PASSAGE EXTRAIT:
========================================

LE MINISTRE DU REVENU NATIONAL,

intimé.

Appel entendu le 3 septembre 2002 à Kelowna (Colombie-Britannique)

par l'honorable juge Campbell J. Miller

Comparutions

Représentant de l'appelante :                Bhupinder Dhanant

Avocate de l'intimé :                            Me Jasmine Sidhu

JUGEMENT

          L'appel interjeté en vertu du paragraphe 103(1) de la Loi sur l'assurance­emploi est accueilli, sans dépens, et la décision du ministre du Revenu national en ce qui concerne l'appel porté devant lui conformément à l'article 91 de cette Loi est modifiée en tenant compte du fait que l'appelante a occupé pendant
438 heures un emploi assurable en 2000 pour Surjit Nagra pendant la période allant du 1er juillet au 21 octobre 2000.

          Signé à Ottawa, Canada, ce 13e jour de septembre 2002.

« Campbell J. Miller »

J.C.C.I.

Traduction certifiée conforme

ce 20e jour d'octobre 2003.

========================================

VOTRE TÂCHE: Veuillez récrire le passage du jugement qui commence par « Comparutions » et s'arrête après « de septembre 2002. », en remplaçant « sans dépens » par « avec dépens ».

========================================

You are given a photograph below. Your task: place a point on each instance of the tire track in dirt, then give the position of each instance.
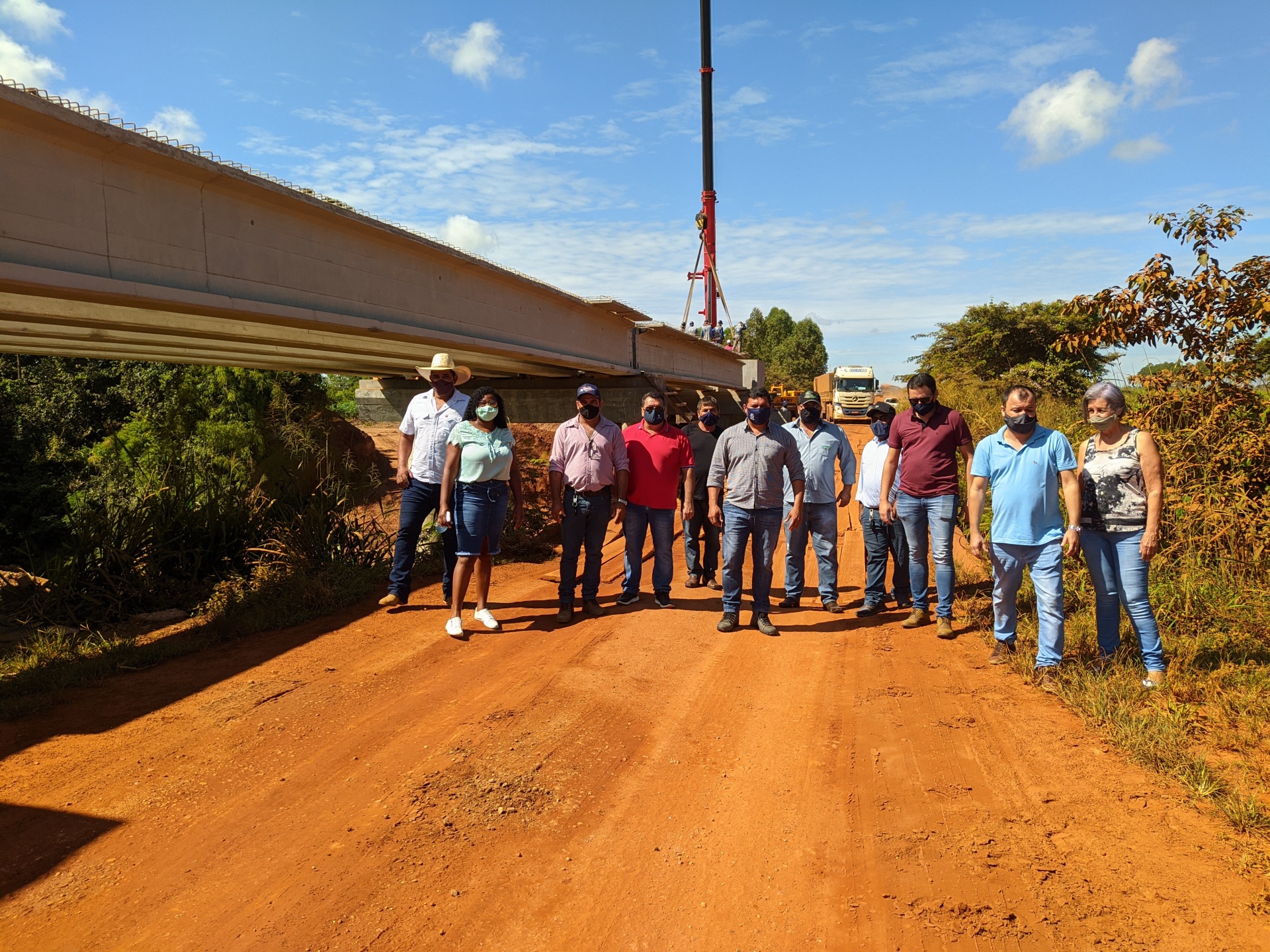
(638, 781)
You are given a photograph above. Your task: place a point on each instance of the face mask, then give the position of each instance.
(1020, 423)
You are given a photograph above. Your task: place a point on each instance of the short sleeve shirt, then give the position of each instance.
(930, 451)
(1024, 484)
(483, 456)
(431, 427)
(656, 462)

========================================

CORRIGÉ:
Comparutions

Représentant de l'appelante :                Bhupinder Dhanant

Avocate de l'intimé :                            Me Jasmine Sidhu

JUGEMENT

          L'appel interjeté en vertu du paragraphe 103(1) de la Loi sur l'assurance­emploi est accueilli, avec dépens, et la décision du ministre du Revenu national en ce qui concerne l'appel porté devant lui conformément à l'article 91 de cette Loi est modifiée en tenant compte du fait que l'appelante a occupé pendant
438 heures un emploi assurable en 2000 pour Surjit Nagra pendant la période allant du 1er juillet au 21 octobre 2000.

          Signé à Ottawa, Canada, ce 13e jour de septembre 2002.